**Directive**
Restate the entries below verbatim.

—————

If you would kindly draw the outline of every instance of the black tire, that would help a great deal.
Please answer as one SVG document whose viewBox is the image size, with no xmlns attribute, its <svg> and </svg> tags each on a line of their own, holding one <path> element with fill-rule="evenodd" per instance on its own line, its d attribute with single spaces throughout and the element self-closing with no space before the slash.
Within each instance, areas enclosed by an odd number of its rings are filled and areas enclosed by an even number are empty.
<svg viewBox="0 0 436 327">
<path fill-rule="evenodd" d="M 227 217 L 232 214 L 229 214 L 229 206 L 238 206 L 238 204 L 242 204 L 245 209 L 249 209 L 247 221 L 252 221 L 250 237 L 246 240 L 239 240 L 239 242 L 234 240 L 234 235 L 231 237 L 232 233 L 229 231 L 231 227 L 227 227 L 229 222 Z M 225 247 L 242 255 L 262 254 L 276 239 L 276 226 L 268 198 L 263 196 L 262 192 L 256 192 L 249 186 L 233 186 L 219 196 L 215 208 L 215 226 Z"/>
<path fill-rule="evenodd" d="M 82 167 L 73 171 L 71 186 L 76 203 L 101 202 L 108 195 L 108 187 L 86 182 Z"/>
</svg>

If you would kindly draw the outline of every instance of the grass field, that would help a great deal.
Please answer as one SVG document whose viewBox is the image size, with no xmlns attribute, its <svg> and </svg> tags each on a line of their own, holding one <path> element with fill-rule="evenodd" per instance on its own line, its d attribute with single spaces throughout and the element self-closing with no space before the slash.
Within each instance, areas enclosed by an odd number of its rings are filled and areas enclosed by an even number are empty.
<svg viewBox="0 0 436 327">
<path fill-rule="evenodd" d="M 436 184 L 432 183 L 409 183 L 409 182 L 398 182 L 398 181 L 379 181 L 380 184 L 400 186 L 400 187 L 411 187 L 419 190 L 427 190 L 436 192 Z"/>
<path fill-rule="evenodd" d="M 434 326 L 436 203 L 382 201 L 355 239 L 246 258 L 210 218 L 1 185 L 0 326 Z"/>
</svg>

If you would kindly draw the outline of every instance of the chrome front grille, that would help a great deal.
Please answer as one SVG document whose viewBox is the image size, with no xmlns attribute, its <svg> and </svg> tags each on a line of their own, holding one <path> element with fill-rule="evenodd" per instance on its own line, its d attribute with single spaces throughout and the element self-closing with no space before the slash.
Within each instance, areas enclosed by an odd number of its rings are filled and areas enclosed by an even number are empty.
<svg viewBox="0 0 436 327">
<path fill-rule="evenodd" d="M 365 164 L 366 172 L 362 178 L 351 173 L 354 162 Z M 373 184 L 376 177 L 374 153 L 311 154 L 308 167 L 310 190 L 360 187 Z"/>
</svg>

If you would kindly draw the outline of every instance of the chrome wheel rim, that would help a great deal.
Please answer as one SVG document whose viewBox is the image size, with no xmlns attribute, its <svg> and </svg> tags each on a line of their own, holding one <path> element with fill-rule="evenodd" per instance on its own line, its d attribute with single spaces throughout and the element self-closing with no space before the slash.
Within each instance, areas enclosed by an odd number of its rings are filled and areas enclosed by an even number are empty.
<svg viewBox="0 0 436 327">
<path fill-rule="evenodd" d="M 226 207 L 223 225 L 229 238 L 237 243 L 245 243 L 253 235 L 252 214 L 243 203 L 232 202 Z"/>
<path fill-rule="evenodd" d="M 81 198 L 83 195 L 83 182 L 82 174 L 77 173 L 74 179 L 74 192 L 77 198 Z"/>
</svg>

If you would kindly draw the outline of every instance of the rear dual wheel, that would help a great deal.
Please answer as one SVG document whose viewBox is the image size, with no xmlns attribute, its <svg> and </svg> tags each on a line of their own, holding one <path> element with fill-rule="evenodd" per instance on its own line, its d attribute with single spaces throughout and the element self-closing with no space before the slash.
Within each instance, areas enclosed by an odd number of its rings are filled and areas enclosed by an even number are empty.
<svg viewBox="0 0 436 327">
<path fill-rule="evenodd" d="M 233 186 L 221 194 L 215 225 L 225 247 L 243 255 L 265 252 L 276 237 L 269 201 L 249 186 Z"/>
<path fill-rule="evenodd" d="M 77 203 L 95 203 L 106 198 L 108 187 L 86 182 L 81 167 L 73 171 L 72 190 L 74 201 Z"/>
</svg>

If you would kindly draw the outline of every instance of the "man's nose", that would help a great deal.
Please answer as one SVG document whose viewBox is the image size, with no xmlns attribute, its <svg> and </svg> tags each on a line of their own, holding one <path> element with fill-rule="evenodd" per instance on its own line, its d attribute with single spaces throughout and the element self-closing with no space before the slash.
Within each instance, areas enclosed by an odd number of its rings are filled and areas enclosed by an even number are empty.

—————

**Written solution**
If you would kindly draw the outline of every instance of the black tire, that would help a great deal.
Please answer as one SVG document whose viewBox is the image size, with no xmlns attribute, its <svg> and </svg> tags each on a line of their own, holding one <path> element with fill-rule="evenodd" per instance on its own line, its d attribute with single spaces throughout and the element self-closing with no space before the slash.
Within each instance, areas enclosed by an odd number of its rings are filled and areas enclosed by an even number are empty.
<svg viewBox="0 0 436 327">
<path fill-rule="evenodd" d="M 227 217 L 232 214 L 229 214 L 229 206 L 238 206 L 238 204 L 242 204 L 245 209 L 249 209 L 247 221 L 252 221 L 250 237 L 246 240 L 239 240 L 239 242 L 234 240 L 234 235 L 231 237 L 232 233 L 229 231 L 231 227 L 227 227 L 229 222 Z M 225 247 L 242 255 L 262 254 L 276 239 L 276 226 L 268 198 L 263 196 L 262 192 L 256 192 L 249 186 L 233 186 L 219 196 L 215 208 L 215 226 Z"/>
<path fill-rule="evenodd" d="M 82 167 L 73 171 L 71 186 L 76 203 L 101 202 L 108 195 L 108 187 L 86 182 Z"/>
</svg>

If you would kindly draw the outline of every instance of the grass field, that would help a great deal.
Please answer as one SVG document whose viewBox is the image size, with no xmlns attribute, its <svg> and </svg> tags each on a line of their own, holding one <path> element with fill-rule="evenodd" per instance on its own line, its d attribute with single spaces throughout and the element self-closing with no space before the slash.
Within each instance, areas enclosed by an odd number of its rings are filled and areas enclosed by an even number are empty.
<svg viewBox="0 0 436 327">
<path fill-rule="evenodd" d="M 436 184 L 432 183 L 409 183 L 409 182 L 398 182 L 398 181 L 379 181 L 380 184 L 400 186 L 400 187 L 411 187 L 419 190 L 427 190 L 436 192 Z"/>
<path fill-rule="evenodd" d="M 434 326 L 436 203 L 382 201 L 355 239 L 246 258 L 210 218 L 1 185 L 0 326 Z"/>
</svg>

If you would kindly draw the outline of every instance of the chrome front grille, that would help a great deal.
Please answer as one SVG document whose viewBox is the image size, with no xmlns attribute, its <svg> and </svg> tags each on a line of their own, holding one <path> element with fill-rule="evenodd" per instance on its own line, its d attribute with single spaces throughout and the element self-closing with no space before the slash.
Within each instance, areas enclosed by an odd number of its rings are filled and areas enclosed by an even number are empty.
<svg viewBox="0 0 436 327">
<path fill-rule="evenodd" d="M 365 164 L 366 172 L 362 178 L 351 173 L 354 162 Z M 373 184 L 376 177 L 374 153 L 311 154 L 308 167 L 310 190 L 360 187 Z"/>
</svg>

If you would kindly draw the outline of every instance of the chrome wheel rim, that would help a great deal.
Please answer as one SVG document whose viewBox is the image size, with no xmlns attribute, its <svg> and </svg> tags each on a line of their own, holding one <path> element with fill-rule="evenodd" per instance on its own line, its d attribute with single spaces throughout and the element self-closing with no space before the slash.
Within each instance, areas enclosed by an odd number of its rings are filled and areas enclosed by an even number are empty.
<svg viewBox="0 0 436 327">
<path fill-rule="evenodd" d="M 226 207 L 223 225 L 229 238 L 237 243 L 245 243 L 253 235 L 252 214 L 243 203 L 232 202 Z"/>
<path fill-rule="evenodd" d="M 81 198 L 83 195 L 83 182 L 82 174 L 77 173 L 74 179 L 74 192 L 77 198 Z"/>
</svg>

If you would kindly draw the outline of every instance of the rear dual wheel, that would help a great deal.
Please answer as one SVG document whose viewBox is the image size, with no xmlns attribute, its <svg> and </svg> tags each on a line of their own, holding one <path> element with fill-rule="evenodd" per instance on its own line, its d attribute with single spaces throughout and the element self-closing with no space before the slash.
Within each instance, areas enclosed by an odd number of its rings are filled and areas enclosed by an even number are empty.
<svg viewBox="0 0 436 327">
<path fill-rule="evenodd" d="M 233 186 L 221 194 L 215 225 L 225 247 L 243 255 L 265 252 L 276 237 L 269 201 L 249 186 Z"/>
<path fill-rule="evenodd" d="M 77 203 L 95 203 L 106 198 L 108 187 L 86 182 L 81 167 L 73 171 L 72 190 L 74 201 Z"/>
</svg>

If you would kindly draw the outline of every instance of the "man's nose", that would help a great deal.
Please answer as one SVG document whose viewBox is the image size, with no xmlns attribute, its <svg> and </svg> tags each on a line of their own, holding one <path> element with fill-rule="evenodd" per instance on its own line, its d attribute with single spaces throughout and the element self-closing with no space before the slash.
Within each instance, areas enclosed by an odd number of its rings are filled and areas enclosed by an even number are empty.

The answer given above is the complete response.